• Tugas dan Latihan:
(1) Salin bagian dari teks tentang pencarian thariqat Syeikh Ahmad Tijani di bawah ini, dimulai pada kata-kata yang memuat "Selanjutnya Syeikh mengambil" dan berhenti setelah "tidak banyak dikutip.".
(2) Teruskan teks tentang pencarian thariqat Syeikh Ahmad Tijani di bawah ini, mulai sesudah kalimat terakhirnya.

• Blok Teks:

Thariqat lainnya yang pernah diambil oleh Syeikh adalah
Thariqat Nashiriyah dari Sayid Abu Abdillah Muhammad bin Abdillah An-Nazani.
Tidak berapa lama thariqat ini pun ditinggalkan. KemudianThariqat Sayid
Muhammad Al-Habib bin Muhammad, seorang kutub yang masyhur dengan Al-Ghamari
As-sijlimasi Ash-Shadiqi (w. th. 1165 H.) melalui orang yang telah mendapatkan
izin. Thariqat ini pun ditinggalkan.
Selanjutnya Syeikh mengambil ijazah dari Tokoh Malamatiyah,
Sayid Abul Abbas Ahmad Ath-Thawas di Tazah. Ath-Thawas mengajarkan salah satu
isim (nama ilahi) kepadanya dan berkata:
“Tetaplah khalwat, menyendiri dan dzikir. Sabarlah, sehingga
Alloh memberikan futuh kepadamu. Sesungguhnya dirimu akan memperoleh kedudukan
yang agung.”
Perkataan At-Thawas agaknya tidak ditanggapi oleh Syeikh
Ahmad Tijani, sehingga ia mengulangi perkataannya:
“Tetapkanlah dzikir ini dan abadikan, tanpa harus kholwah dan
meyendiri. Maka Alloh akan memberikan futuh kepadamu atas keadaan tersebut.”
Perkataan At-Thawas yang kedua ini tidak banyak dikutip.
Justru perkataan pertama yang banyak ditulis. Padahal perkataan yang kedualah
yang menunjukkan pokok dasar pemikiran Syeikh At-Tijani yang kemudian menjadi
ciri utama Thariqatnya. Di samping itu, Ath-Thawas juga memberikan isyarat dari
kedudukan yang akan diperoleh Syeikh. Beliau melakukan dzikir tersebut tidak
lama, kemudian meninggalkannya. At-Thawas meninggal pada tanggal 18 Jumadil Ula
1204 H di Tazah.
Dalam proses pencarian ini, Syeikh banyak mengetahui
beberapa aliran Thariqat dan mengamalkannya. Meskipun kemudian tidak
diteruskan. Karena adanya Inayah Robbaniyah untuk menolaknya dan tidak
mengambilnya. Kecuali dari Nabi Muhammad SAW secara langsung. Sebagai kekhasan
seorang yang mempunyai cita-cita tinggi.
Sebagaimana telah diterangkan terdahulu, bahwa setelah
melakukan lawatannya ke Fas, Syeikh menetap di Zawiyahnya Sayid Abdul Qadir bin
Muhammad di Shahara Dzar, tidak jauh dari Ain Madhi. Sebagaimana petunjuk yang
diperoleh sebelumnya. Bahwa futuhnya akan diperoleh di sana.

• Data:
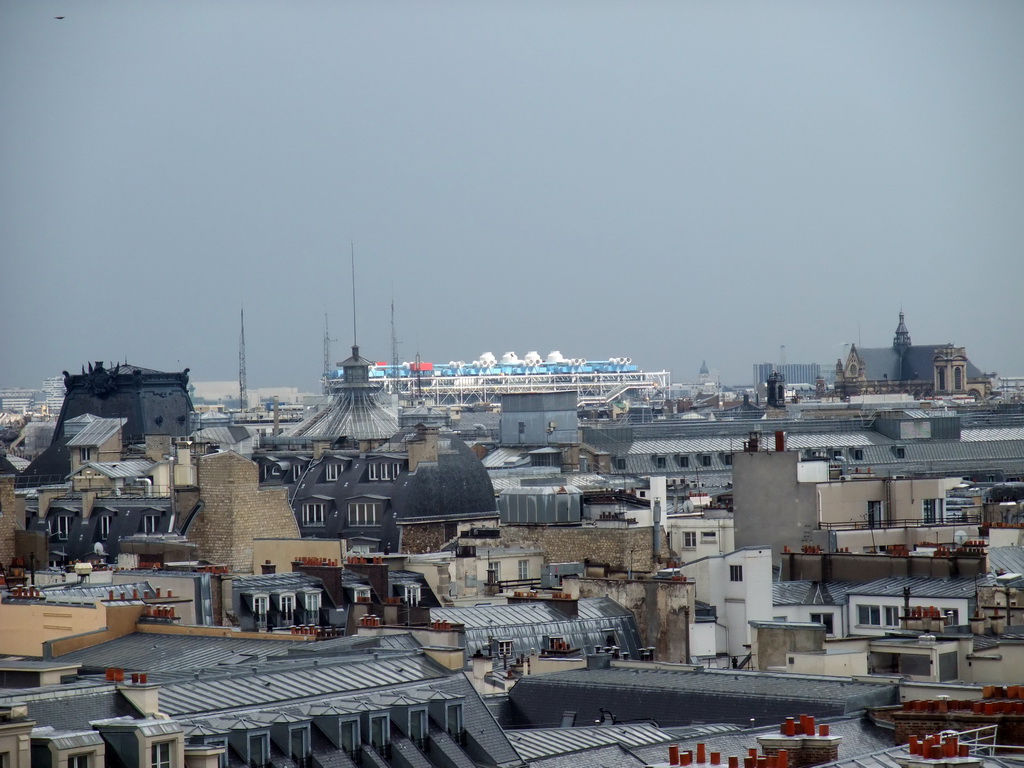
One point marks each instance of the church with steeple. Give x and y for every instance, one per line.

• Jawaban Tiap Tugas:
(1)
Selanjutnya Syeikh mengambil ijazah dari Tokoh Malamatiyah,
Sayid Abul Abbas Ahmad Ath-Thawas di Tazah. Ath-Thawas mengajarkan salah satu
isim (nama ilahi) kepadanya dan berkata:
“Tetaplah khalwat, menyendiri dan dzikir. Sabarlah, sehingga
Alloh memberikan futuh kepadamu. Sesungguhnya dirimu akan memperoleh kedudukan
yang agung.”
Perkataan At-Thawas agaknya tidak ditanggapi oleh Syeikh
Ahmad Tijani, sehingga ia mengulangi perkataannya:
“Tetapkanlah dzikir ini dan abadikan, tanpa harus kholwah dan
meyendiri. Maka Alloh akan memberikan futuh kepadamu atas keadaan tersebut.”
Perkataan At-Thawas yang kedua ini tidak banyak dikutip.

(2)
Syeikh memasuki Tunisia pada tahun 1180 H. Di daerah Azwawi,
Al-Jazair Syeikh menemui seorang guru besar yang arif, Sayid Abu Abdillah
Muhammad bin Abdurrohman Al-Azhari. Syeikh mengambil Thariqat Khalwatiyah
darinya. Al-Azhari meninggal pada permulaan Muharam tahun 1180 H.
Selanjutnya Syeikh menuju ke Tilmisan pada tahun 1181 dan
menetap di sana. Syeikh mengabdikan dirinya dengan ibadah dan membaca ilmu.
Terlebih Ilmu Hadits dan Tafsir. Syeikh terus-menerus melakukan taqarrub dengan
bertawajjuh pada keagungan rububiyah dengan menyatakan ke-shidiq-an
ubudiyahnya. Memberikan kemanfaatan kepada manusia dengan keluasan ilmunya.
Sehingga mulai terlihat kefutuhan yang membuka beberapa hijab yang menghalangai
antara seorang hamba dan Alqudus (Alloh). Syeikh menyatakaan hijab yang
tersingkap adalah 165.000 hijab. Maka batinnya dipenuhi oleh cahaya Tauhid dan
Irfan.
Setelah memperoleh banyak penyingkapan di Tilmisan Syeikh
pergi melaksanakan haji dan ziarah kepada Nabi Muhammad SAW. Syeikh berangkat
dari Tilmisan pada tahun 1186 H.
Dalam perjalanannya Syeikh berhenti di Tunisia dan menetap
di Susah, selama setahun. Syeikh berjumpa dan bersahabat baik dengan seorang
wali yang terkenal, Sayid Abdus Shamad Ar-Rahawi, salah seorang dari 4 murid
wali kutub negeri tersebut. Wali kutub itu sendiri tidak dapat ditemui oleh
siapa pun, kecuali seorang di antara 4 orang muridnya. Pertemuan tersebut hanya
dilakukan pada malam hari, khususnya Malam Jum’at dan Senin. Hal itu disebabkan
untuk menutupi kedudukannya. Syeikh meminta supaya Sayid Abdus Shamad berkenan
mempertemukan dan mengenalkannya. Yang pada akhirnya Beliau pun dapat berjumpa
dengannya.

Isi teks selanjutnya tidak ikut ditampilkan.